▶ **Fragmento original**
====
Todo el mundo, en verdad, parece vivir para divertirse, desde los más bajos a los más altos. Miles de personas se agolpan en cualquier espectáculo público, y uno se pregunta de dónde habrán sacado los cuartos para pagar la entrada, pues en su aspecto se retrata la necesidad. Pero en esto es donde se distingue claramente el carácter de los sevillanos, que anteponen el disfrute de su diversión favorita a la misma necesidad de comer, y se gastan la mayor parte del sueldo en ir a los toros o al teatro.
Por eso, ese diálogo entre la calle y las tablas se repetía una y otra vez. Pasado algún tiempo, las cómicas, sus maestros de danzar y quienes tenían abiertas academias, que, no lo olvidemos, tenían la misma extracción popular que sus públicos, se volvían a asomar a los festejos y reuniones populares, buscando inspiración para sus creaciones, y de nuevo refinaban, codificaban y estilizaban lo que allí veían y muy posiblemente ellos mismos bailarían. Así, una y otra vez, hasta llegar a las recientes influencias de la danza contemporánea.
====
▶ **Información proporcionada**

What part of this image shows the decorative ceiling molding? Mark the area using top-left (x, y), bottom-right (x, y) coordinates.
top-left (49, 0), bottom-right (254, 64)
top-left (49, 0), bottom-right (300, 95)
====
▶ **Tarea escrita 1**
Transcriba literalmente el fragmento sobre Sevilla y el baile, comenzando en "Por eso, ese" y terminando en "la danza contemporánea.".
▶ **Tarea escrita 2**
Prosiga el fragmento sobre Sevilla y el baile a partir de su última oración.
El listado no tiene relación alguna con lo que aquí se solicita.

▶ **Resultado 1**
Por eso, ese diálogo entre la calle y las tablas se repetía una y otra vez. Pasado algún tiempo, las cómicas, sus maestros de danzar y quienes tenían abiertas academias, que, no lo olvidemos, tenían la misma extracción popular que sus públicos, se volvían a asomar a los festejos y reuniones populares, buscando inspiración para sus creaciones, y de nuevo refinaban, codificaban y estilizaban lo que allí veían y muy posiblemente ellos mismos bailarían. Así, una y otra vez, hasta llegar a las recientes influencias de la danza contemporánea.

▶ **Resultado 2**
La historia del baile andaluz ha sido, pues, un diálogo repetido y fructífero entre aquellas mozas de tronío que bailaban simplemente porque se lo pedía el cuerpo, los cómicos y cómicas que daban vida en los corrales de comedias a los bailes que en cada momento estaban en boga y los maestros de baile que se encargaban de enseñarlos en sus academias.

El baile flamenco fue además un diálogo abierto y libre de prejuicios entre andaluces y calés, en el que también tomaron parte muchos de aquellos negros que llegaban como esclavos a nuestras costas, o que, llevados a tierras americanas, nos fueron enviando, desde los puertos caribeños, con sus contoneos, quiebros y ritmos binarios, lo mejor de sus habilidades dancísticas. De ellos y de sus bailes va a tratar esta charla.

Durante el siglo XVI y primera mitad del XVII el negro era una figura familiar en las calles de muchas ciudades andaluzas. En Sevilla había llegado a constituir nada menos que casi un 10 por ciento de la población. Unos les llamaban «negros», otros «morenos» y no faltaban quienes, haciendo alarde de una exquisita precisión a la hora de definir pigmentaciones, llamaban «pardos» a los mulatos. Casi todos eran esclavos, pero, precisamente por esto, apenas despertaban temores entre las capas blancas de la población de las ciudades andaluzas que, desde una posición de superioridad social, les miraban con cierta condescendencia y aún con simpatía. En realidad, para ellos no eran más que «niños grandes».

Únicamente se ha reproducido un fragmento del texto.